Starting at the first line of the records below, reproduce every line up to and including the line with "Ground white forehead", but leave out all pictures.

■ ■ ■ ■

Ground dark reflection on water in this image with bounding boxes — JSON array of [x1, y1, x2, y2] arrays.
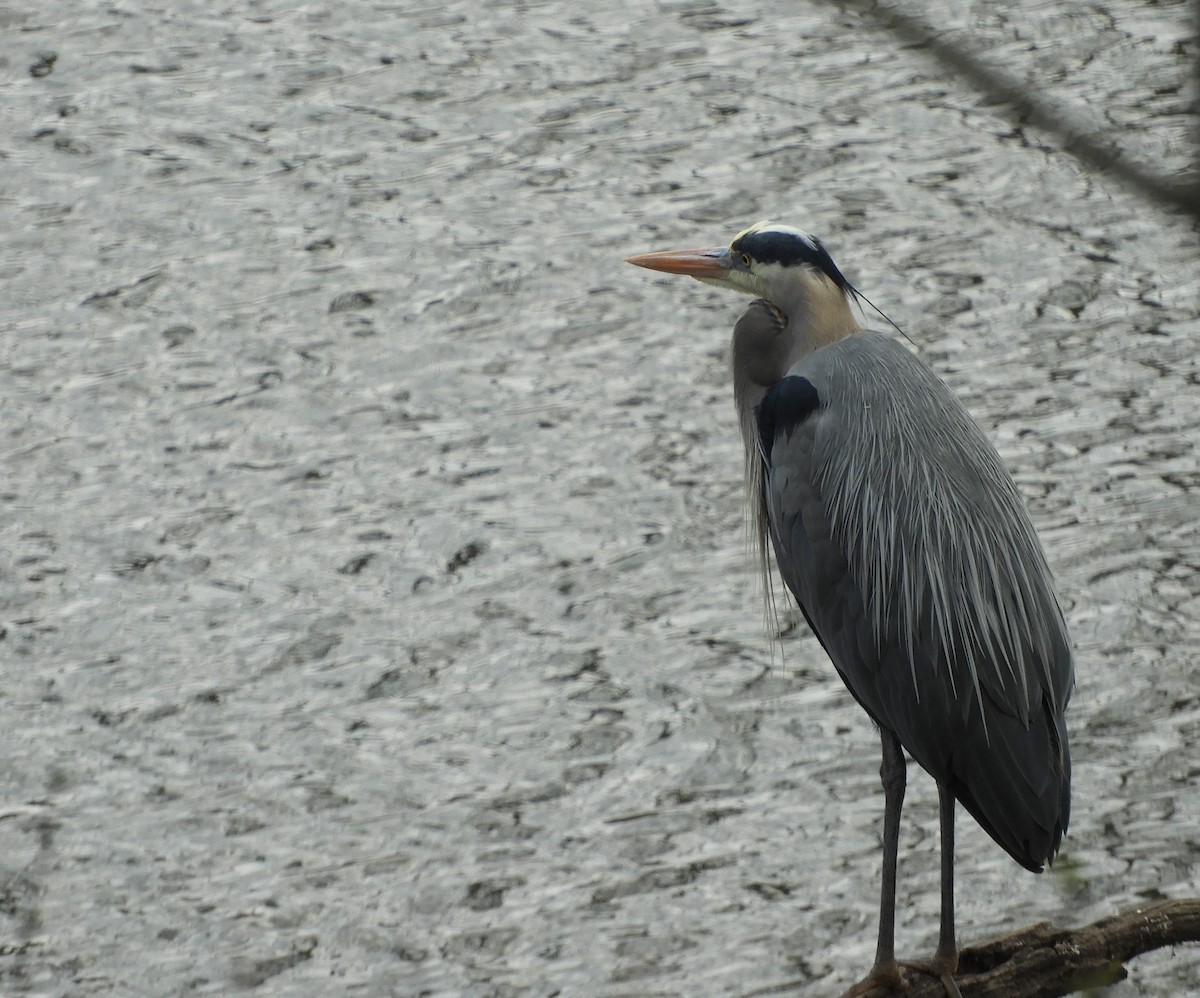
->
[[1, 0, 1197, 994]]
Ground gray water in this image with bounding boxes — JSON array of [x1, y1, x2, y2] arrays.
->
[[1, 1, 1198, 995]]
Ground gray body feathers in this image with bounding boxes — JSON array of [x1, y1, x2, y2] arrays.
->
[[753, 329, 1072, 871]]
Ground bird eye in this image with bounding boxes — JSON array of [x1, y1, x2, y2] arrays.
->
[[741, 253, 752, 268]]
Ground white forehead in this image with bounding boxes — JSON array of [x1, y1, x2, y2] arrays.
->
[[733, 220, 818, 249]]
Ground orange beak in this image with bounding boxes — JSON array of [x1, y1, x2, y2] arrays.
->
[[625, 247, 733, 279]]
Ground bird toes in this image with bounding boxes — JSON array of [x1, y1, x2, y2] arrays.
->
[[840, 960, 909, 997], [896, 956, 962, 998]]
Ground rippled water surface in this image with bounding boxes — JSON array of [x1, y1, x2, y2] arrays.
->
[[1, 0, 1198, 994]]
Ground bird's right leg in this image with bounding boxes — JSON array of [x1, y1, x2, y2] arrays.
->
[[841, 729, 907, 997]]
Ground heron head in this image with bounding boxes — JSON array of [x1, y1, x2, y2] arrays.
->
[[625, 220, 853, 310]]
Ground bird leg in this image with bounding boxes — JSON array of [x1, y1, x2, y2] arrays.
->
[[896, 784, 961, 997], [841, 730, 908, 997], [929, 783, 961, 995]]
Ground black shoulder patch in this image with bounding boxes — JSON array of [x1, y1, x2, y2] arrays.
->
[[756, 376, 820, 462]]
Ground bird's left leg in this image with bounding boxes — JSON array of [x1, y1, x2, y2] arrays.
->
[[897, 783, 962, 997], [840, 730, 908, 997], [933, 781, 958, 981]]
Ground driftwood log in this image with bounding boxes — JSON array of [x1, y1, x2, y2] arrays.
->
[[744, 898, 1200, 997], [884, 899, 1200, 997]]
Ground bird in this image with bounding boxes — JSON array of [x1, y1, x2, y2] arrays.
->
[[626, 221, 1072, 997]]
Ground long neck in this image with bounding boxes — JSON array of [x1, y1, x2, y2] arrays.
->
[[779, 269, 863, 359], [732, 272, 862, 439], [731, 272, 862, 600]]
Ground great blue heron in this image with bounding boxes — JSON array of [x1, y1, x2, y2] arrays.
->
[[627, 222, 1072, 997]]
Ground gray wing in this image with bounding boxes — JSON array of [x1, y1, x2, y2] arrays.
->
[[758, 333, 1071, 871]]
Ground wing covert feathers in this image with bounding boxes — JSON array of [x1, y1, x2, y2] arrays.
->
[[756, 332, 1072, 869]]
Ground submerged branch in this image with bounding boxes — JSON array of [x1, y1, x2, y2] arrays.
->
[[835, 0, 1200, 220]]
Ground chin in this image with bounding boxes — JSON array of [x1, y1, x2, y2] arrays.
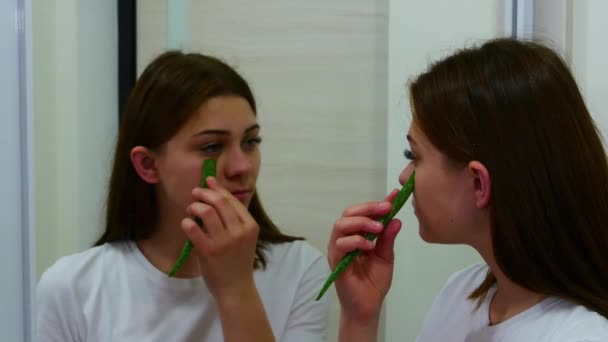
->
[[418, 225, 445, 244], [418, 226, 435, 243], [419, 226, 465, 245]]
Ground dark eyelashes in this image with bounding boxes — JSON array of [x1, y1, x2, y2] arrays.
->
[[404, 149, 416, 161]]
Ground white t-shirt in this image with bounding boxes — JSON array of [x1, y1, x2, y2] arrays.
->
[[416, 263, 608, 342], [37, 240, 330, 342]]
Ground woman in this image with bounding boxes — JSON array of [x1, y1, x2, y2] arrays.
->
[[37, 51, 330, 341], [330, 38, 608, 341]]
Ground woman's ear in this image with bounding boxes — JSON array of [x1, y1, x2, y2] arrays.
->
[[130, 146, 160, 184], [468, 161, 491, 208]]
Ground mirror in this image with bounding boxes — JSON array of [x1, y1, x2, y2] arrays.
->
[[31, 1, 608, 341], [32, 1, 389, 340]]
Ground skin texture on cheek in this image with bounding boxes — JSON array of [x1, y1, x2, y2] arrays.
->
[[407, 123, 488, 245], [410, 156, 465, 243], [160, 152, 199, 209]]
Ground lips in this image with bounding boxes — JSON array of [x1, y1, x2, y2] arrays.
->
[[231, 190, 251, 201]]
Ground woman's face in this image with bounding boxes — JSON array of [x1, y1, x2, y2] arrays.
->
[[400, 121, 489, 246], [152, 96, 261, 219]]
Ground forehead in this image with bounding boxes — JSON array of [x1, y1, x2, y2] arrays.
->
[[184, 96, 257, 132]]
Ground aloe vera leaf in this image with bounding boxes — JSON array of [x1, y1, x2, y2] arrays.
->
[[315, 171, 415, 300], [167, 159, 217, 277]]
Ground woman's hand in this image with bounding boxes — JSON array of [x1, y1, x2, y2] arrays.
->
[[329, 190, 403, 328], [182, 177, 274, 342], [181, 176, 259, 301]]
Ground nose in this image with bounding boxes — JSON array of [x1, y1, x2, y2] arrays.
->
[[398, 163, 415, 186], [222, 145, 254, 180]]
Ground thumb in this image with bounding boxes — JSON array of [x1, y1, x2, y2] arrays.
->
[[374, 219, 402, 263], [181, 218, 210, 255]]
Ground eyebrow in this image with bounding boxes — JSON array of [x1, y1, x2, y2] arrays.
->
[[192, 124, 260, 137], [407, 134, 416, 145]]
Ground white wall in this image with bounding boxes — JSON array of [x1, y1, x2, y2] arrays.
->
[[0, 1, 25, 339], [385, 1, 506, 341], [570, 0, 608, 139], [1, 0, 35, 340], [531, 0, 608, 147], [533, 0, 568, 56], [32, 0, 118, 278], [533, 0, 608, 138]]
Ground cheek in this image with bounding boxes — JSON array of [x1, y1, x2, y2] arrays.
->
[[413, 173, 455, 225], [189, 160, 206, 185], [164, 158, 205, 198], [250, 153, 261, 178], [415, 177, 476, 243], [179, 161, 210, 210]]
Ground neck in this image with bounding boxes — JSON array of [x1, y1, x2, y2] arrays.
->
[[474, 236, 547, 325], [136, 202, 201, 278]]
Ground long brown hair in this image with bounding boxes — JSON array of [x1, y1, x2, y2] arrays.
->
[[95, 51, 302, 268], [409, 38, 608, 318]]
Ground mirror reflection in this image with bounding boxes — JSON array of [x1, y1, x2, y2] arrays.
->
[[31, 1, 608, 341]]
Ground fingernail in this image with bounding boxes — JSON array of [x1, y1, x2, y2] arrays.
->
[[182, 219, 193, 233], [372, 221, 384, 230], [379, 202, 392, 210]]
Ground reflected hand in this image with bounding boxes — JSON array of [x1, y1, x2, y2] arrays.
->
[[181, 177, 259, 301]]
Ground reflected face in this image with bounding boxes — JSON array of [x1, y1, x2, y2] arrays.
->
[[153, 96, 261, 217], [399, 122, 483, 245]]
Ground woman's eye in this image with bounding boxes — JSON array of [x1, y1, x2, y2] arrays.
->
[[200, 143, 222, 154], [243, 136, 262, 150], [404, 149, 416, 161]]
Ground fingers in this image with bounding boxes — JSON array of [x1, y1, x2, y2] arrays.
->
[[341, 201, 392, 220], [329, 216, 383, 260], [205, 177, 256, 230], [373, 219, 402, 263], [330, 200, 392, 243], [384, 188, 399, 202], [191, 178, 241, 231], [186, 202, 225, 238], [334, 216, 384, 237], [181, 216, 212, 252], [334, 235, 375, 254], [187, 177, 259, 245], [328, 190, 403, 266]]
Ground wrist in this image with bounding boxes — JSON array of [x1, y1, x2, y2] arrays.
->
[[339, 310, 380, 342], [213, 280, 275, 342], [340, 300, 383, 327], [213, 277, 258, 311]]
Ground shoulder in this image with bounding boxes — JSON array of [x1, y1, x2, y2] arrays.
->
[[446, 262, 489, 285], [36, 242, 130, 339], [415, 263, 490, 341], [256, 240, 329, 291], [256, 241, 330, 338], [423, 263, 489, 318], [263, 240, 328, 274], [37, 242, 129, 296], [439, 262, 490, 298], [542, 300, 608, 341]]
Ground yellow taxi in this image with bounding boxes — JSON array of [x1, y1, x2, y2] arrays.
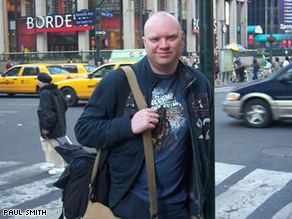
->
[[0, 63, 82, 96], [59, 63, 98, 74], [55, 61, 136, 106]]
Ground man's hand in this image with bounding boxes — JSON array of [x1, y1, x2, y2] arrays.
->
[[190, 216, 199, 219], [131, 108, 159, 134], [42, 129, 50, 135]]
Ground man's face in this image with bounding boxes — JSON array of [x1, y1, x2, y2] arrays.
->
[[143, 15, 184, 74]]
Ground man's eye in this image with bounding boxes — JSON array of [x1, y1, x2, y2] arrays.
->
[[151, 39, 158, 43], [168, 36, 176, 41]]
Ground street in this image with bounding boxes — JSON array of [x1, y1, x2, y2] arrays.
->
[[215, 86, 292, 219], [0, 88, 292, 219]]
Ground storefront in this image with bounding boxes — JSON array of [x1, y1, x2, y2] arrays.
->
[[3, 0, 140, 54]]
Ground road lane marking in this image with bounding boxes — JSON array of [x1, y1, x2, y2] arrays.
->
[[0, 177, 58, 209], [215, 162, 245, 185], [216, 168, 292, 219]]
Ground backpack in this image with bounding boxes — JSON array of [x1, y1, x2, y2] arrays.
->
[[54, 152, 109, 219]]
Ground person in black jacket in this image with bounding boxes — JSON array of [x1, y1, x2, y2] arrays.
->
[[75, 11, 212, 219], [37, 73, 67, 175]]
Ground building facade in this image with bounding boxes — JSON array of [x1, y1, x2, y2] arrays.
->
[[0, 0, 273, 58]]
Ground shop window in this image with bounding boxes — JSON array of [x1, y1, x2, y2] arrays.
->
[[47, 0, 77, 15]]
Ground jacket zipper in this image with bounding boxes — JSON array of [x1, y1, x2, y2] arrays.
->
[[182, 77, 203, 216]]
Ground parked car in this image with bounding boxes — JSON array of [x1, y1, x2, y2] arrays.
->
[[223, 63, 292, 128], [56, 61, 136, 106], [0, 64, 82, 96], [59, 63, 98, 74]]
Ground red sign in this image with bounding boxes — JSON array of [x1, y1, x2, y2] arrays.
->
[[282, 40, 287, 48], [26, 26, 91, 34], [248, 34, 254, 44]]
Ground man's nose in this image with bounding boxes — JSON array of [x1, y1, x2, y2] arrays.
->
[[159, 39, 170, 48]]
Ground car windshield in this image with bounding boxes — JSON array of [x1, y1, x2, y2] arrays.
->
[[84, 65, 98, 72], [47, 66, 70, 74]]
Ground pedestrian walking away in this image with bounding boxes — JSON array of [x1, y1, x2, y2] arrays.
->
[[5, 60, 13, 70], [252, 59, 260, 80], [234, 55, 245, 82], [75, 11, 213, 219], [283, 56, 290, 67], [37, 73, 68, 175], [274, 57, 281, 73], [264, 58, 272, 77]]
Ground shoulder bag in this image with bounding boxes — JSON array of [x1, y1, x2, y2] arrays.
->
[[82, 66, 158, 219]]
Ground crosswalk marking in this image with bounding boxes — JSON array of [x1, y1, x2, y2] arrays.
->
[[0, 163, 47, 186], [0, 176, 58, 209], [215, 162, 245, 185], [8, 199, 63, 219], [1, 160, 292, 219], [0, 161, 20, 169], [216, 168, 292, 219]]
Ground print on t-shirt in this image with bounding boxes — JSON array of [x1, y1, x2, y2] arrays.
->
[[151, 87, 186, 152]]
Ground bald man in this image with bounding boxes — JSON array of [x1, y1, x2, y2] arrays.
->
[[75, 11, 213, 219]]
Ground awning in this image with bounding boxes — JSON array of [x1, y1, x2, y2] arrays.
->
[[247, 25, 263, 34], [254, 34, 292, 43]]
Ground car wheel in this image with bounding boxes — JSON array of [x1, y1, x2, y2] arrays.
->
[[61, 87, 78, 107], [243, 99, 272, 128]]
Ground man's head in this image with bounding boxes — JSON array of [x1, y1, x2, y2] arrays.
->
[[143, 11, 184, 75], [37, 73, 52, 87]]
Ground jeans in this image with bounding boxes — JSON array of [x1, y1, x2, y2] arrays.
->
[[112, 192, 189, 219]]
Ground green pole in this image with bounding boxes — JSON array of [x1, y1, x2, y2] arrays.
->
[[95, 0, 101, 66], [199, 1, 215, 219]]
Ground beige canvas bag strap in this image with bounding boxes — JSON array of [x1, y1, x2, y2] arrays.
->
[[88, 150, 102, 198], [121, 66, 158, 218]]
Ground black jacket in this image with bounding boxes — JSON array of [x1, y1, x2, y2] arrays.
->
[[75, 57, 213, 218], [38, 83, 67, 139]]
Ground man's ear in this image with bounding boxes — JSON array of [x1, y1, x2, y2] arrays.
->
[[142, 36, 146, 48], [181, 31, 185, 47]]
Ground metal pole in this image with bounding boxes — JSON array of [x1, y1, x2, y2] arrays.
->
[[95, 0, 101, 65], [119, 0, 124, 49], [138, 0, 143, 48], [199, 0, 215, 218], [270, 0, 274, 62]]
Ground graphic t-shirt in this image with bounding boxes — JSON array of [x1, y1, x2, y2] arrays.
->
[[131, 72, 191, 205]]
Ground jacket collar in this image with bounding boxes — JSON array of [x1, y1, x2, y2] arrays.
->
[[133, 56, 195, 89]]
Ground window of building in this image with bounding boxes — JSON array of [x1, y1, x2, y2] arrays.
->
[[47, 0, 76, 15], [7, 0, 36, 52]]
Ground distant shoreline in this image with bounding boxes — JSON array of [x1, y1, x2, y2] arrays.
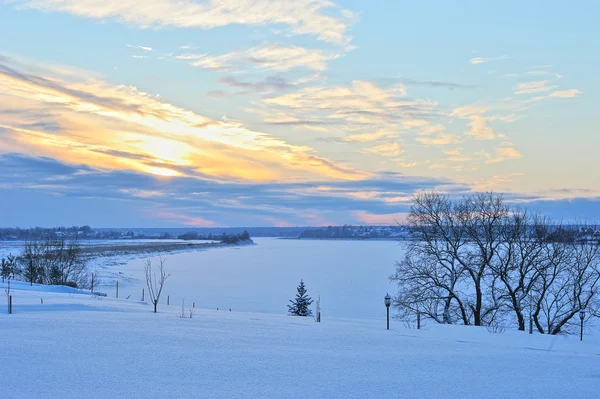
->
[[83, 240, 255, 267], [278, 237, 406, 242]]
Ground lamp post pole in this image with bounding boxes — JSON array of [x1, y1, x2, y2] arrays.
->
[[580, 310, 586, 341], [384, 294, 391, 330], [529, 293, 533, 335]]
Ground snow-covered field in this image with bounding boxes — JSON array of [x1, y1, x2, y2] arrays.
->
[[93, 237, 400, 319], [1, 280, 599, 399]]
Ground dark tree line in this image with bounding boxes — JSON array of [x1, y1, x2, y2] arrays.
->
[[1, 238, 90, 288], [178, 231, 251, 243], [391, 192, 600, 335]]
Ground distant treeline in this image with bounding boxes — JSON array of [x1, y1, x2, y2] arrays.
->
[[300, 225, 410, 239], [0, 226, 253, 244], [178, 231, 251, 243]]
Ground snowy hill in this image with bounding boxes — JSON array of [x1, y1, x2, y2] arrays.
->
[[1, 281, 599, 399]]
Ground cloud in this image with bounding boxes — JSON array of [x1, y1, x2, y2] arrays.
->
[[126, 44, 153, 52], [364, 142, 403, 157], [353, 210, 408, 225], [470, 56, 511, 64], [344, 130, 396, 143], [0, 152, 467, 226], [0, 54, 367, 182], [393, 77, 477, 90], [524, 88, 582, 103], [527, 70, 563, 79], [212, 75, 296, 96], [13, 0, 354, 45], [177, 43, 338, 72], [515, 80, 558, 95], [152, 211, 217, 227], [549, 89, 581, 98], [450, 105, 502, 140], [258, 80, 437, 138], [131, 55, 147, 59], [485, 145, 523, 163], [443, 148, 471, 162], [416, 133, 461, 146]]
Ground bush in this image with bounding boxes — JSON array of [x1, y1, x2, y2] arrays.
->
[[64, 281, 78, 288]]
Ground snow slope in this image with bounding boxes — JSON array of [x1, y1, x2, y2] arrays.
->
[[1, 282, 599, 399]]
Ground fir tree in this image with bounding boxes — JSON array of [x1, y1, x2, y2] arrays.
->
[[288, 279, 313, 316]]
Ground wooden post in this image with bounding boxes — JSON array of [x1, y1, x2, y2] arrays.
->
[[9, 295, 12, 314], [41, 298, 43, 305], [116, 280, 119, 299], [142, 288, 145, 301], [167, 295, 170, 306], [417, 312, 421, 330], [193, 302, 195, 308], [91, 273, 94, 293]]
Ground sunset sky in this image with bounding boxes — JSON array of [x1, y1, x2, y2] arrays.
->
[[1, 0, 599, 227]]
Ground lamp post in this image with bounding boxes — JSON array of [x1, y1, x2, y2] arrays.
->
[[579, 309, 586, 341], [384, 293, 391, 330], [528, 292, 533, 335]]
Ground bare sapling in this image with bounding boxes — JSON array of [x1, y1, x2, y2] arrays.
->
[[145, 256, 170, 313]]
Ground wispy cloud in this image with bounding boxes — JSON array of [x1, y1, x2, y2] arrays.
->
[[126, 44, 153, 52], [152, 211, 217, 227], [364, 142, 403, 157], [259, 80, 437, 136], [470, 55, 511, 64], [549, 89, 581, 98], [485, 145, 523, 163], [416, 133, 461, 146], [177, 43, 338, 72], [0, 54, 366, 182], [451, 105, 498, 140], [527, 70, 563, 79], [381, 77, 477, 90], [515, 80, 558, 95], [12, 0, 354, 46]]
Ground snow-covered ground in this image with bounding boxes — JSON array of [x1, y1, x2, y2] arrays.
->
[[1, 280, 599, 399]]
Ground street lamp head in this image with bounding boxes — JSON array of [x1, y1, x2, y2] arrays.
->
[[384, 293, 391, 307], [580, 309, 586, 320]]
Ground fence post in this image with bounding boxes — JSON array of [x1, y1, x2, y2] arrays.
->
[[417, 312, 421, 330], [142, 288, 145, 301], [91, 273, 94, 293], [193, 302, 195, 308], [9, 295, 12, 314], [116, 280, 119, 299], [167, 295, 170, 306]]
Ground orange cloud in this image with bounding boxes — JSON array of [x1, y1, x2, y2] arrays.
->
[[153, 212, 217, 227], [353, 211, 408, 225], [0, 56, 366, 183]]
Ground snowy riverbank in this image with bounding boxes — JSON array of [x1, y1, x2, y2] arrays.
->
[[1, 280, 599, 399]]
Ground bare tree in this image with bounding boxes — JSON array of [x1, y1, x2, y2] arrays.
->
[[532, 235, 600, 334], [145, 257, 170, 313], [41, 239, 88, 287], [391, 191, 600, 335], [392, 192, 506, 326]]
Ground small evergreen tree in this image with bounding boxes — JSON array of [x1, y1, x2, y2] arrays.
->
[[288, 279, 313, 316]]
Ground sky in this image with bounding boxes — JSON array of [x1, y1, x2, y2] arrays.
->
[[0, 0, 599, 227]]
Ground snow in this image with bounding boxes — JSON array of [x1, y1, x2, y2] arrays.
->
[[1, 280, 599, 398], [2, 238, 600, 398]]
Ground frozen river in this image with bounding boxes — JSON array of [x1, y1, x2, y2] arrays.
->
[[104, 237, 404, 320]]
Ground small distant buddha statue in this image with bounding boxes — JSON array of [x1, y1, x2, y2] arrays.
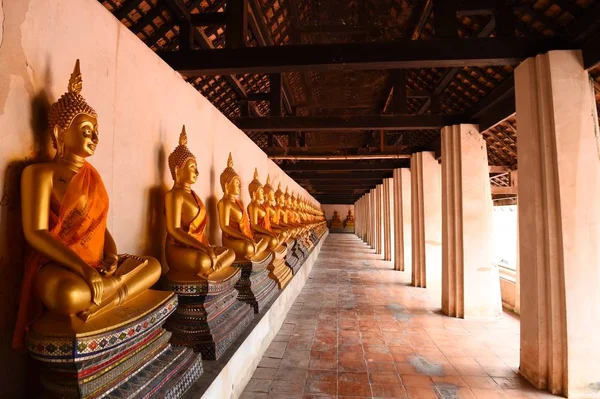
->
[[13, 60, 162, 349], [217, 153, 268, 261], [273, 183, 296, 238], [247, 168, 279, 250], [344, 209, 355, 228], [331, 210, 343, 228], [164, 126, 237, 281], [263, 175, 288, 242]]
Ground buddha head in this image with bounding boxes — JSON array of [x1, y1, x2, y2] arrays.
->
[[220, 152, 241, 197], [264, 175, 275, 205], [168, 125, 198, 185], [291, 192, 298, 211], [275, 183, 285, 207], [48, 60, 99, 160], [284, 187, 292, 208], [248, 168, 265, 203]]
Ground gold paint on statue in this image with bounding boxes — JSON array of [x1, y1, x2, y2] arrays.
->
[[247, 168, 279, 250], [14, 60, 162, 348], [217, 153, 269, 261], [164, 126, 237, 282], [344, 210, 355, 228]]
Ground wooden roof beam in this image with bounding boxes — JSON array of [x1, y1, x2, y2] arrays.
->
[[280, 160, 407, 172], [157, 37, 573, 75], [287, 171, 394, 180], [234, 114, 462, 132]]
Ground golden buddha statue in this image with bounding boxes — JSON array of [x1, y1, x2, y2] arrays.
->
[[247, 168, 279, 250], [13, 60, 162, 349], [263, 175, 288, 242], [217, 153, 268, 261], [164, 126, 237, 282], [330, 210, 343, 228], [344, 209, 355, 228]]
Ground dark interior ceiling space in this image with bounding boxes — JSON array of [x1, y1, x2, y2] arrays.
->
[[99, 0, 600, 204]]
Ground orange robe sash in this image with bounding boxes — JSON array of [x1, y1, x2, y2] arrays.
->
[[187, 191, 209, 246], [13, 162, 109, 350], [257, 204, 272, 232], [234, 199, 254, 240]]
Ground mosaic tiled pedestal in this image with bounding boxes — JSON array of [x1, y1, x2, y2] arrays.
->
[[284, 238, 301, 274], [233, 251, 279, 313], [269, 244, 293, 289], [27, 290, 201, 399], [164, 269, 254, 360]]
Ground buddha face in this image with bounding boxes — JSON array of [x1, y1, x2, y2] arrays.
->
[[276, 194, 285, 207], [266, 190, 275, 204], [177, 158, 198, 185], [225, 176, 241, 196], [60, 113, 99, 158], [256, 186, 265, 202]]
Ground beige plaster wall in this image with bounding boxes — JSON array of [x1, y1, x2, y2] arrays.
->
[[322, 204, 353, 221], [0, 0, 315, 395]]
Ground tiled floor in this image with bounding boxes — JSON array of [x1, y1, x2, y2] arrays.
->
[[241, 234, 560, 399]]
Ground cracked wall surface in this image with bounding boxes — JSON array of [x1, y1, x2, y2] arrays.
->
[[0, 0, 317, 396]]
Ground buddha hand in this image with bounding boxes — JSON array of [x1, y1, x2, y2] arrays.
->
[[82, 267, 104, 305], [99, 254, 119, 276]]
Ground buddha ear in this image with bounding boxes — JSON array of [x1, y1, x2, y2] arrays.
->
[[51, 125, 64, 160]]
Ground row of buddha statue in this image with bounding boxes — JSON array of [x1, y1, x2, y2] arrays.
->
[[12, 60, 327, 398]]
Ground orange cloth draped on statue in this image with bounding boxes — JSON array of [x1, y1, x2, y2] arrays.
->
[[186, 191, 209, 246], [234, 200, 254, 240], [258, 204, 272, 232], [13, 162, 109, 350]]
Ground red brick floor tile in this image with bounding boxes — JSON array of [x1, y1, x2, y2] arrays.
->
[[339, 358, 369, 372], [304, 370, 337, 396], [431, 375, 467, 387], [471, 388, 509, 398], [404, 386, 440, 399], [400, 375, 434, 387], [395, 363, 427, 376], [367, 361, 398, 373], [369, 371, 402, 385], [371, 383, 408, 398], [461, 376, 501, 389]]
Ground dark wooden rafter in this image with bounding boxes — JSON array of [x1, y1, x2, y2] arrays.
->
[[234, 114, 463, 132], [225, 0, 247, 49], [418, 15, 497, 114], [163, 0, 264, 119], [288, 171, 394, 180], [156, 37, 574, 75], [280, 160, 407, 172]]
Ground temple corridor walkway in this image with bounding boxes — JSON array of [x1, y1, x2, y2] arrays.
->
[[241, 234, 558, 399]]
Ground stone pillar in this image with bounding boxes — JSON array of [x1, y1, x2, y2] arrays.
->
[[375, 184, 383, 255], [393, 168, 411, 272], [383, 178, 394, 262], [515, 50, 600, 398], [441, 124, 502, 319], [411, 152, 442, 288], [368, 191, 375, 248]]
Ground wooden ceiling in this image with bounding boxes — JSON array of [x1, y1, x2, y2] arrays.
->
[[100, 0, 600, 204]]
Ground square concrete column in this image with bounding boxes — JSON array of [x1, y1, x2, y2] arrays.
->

■ ■ ■ ■

-- Result for this exercise --
Ground dark reflection on water in this image with bounding boxes — JSON array of [x1, y1, x2, y2] arrays.
->
[[1, 0, 1197, 994]]
Ground gray water in this image with bounding boxes — JSON array of [x1, y1, x2, y2] arrays.
->
[[1, 1, 1198, 995]]
Ground gray body feathers in this image with bounding boxes — JSON array of [x1, y1, x2, y2] arrays.
->
[[753, 329, 1072, 871]]
Ground bird eye in this image with bounding boxes — JSON array of [x1, y1, x2, y2] arrays.
->
[[741, 253, 752, 268]]
Ground white forehead in this image with bounding boxes — JSON array of [x1, y1, x2, y2] arrays.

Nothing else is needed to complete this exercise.